▸ Goal of the exercise: In the data below, find the line that contains "-- sample [259,425]." and the line that contains "-- sample [266,243].". Copy both, plus every line between them, exactly.

▸ Entries supplied:
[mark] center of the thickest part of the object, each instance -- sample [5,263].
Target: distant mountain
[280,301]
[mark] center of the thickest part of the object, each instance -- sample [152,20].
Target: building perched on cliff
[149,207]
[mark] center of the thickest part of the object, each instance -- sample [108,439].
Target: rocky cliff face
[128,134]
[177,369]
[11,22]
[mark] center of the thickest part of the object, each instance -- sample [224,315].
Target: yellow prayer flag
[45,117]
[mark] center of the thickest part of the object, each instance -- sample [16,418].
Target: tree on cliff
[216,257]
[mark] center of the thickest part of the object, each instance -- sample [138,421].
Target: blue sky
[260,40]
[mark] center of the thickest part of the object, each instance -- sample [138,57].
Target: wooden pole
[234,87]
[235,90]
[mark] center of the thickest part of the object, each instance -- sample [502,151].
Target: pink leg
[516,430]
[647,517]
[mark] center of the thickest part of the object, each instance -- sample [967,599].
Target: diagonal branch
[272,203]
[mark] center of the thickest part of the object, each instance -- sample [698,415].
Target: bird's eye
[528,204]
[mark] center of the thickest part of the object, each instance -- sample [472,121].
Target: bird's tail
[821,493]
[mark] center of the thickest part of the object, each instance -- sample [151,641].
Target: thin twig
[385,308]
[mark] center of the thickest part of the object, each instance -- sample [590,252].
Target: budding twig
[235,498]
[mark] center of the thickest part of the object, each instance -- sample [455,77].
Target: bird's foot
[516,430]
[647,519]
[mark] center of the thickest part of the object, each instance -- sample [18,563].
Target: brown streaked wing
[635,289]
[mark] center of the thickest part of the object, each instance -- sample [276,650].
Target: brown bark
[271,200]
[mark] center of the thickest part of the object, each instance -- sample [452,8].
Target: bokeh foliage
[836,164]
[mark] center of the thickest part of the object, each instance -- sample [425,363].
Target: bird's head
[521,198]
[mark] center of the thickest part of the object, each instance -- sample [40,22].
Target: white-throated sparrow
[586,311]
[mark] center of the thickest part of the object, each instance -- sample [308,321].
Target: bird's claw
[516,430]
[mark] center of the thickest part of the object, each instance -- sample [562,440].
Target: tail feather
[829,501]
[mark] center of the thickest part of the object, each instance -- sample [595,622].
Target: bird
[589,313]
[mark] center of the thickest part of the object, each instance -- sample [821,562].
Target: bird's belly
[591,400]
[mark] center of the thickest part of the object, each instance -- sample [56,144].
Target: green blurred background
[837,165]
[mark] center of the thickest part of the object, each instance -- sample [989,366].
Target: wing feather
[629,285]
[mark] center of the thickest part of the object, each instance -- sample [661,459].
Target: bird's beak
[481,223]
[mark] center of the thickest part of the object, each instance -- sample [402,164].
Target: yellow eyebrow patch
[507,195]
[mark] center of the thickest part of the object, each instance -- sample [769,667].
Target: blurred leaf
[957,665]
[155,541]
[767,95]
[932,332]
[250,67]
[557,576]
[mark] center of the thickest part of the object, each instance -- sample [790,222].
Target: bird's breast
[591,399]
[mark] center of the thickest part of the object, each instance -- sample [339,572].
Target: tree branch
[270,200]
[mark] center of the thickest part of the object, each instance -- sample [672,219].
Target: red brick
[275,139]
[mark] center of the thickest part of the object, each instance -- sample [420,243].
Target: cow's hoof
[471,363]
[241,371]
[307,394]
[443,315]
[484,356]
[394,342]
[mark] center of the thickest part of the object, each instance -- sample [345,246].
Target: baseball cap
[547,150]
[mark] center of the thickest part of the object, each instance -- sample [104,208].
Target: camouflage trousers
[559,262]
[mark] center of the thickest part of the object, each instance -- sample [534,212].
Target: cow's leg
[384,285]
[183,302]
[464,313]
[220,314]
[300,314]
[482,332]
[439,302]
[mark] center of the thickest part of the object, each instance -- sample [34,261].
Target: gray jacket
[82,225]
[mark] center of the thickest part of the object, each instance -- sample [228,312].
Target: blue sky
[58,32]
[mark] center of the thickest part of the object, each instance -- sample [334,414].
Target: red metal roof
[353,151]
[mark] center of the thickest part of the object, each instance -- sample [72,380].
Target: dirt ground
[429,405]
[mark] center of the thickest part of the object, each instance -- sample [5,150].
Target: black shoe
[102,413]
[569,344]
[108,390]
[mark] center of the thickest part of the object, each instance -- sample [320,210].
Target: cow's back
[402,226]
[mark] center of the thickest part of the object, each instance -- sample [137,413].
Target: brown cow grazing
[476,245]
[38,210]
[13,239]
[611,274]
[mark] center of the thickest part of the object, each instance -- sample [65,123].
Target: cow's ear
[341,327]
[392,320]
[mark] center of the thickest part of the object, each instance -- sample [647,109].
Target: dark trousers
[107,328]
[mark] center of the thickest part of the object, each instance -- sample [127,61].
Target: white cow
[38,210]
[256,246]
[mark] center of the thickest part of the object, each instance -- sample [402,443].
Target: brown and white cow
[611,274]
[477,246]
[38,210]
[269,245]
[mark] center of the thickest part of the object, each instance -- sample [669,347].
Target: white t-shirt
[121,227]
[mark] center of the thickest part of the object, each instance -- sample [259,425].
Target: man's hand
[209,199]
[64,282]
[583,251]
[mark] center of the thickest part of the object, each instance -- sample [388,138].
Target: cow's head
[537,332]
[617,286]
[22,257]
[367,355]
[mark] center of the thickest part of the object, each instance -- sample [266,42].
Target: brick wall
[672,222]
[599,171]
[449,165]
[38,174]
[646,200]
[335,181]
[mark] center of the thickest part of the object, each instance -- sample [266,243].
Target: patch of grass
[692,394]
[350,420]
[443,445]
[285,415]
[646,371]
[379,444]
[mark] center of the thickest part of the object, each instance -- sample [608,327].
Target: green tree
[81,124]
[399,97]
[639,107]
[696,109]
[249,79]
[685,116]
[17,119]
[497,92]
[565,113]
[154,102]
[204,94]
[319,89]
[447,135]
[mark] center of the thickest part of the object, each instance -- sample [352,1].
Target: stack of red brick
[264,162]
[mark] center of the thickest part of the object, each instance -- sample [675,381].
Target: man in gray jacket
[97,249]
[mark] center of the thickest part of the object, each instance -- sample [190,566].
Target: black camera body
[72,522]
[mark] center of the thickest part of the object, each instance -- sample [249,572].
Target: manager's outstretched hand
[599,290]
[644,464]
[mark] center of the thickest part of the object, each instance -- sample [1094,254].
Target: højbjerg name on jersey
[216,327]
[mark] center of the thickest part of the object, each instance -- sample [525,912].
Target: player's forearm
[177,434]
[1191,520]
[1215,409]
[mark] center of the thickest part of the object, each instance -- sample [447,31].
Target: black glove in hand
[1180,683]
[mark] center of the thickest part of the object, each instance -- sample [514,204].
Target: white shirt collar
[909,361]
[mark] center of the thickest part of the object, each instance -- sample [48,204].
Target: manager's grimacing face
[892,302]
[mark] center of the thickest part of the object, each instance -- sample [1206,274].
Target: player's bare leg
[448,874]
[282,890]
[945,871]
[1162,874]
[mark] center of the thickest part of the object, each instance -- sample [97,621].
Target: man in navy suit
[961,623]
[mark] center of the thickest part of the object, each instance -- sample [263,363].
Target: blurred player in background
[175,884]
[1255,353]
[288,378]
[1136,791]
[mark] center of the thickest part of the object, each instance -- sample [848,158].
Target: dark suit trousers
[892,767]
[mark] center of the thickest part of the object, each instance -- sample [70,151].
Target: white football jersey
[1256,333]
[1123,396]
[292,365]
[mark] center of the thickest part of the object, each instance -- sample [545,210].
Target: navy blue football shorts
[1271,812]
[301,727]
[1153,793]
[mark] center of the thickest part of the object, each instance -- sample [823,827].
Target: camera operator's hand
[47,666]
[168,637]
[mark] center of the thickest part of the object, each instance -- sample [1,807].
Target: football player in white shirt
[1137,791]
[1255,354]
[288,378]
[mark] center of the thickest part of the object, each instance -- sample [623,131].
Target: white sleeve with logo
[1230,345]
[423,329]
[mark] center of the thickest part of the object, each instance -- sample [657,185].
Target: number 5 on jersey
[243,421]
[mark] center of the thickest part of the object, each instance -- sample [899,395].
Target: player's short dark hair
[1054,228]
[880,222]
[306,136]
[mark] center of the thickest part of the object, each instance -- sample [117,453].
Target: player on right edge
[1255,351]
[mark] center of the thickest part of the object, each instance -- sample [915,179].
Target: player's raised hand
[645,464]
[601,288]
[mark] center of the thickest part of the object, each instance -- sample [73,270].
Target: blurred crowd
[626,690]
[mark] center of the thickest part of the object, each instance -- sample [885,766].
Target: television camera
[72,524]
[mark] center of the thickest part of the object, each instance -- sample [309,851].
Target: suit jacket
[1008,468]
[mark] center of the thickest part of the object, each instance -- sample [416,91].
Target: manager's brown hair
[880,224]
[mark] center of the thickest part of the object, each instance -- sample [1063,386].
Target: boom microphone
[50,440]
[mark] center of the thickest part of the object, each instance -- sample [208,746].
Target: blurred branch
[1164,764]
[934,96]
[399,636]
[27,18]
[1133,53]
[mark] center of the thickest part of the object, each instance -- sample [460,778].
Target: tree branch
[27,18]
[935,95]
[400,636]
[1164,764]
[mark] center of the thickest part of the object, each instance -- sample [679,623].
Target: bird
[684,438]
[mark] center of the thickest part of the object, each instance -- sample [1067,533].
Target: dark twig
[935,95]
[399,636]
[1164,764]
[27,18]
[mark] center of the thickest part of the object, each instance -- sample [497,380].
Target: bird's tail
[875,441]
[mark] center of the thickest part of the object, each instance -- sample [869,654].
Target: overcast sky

▸ Written solution:
[mark] center of the thickest part of the object, each instance -- sample [259,425].
Target: man's hand
[209,199]
[64,282]
[583,251]
[mark] center of the thickest part of the object, each instance -- sample [388,138].
Target: cow's head
[537,332]
[617,286]
[22,257]
[367,355]
[mark] center of the thickest part of the object, each instance -- sample [266,42].
Target: brick wall
[672,222]
[599,171]
[449,165]
[38,174]
[646,200]
[335,181]
[mark] center of the thickest part of the object, each instance -- sample [266,243].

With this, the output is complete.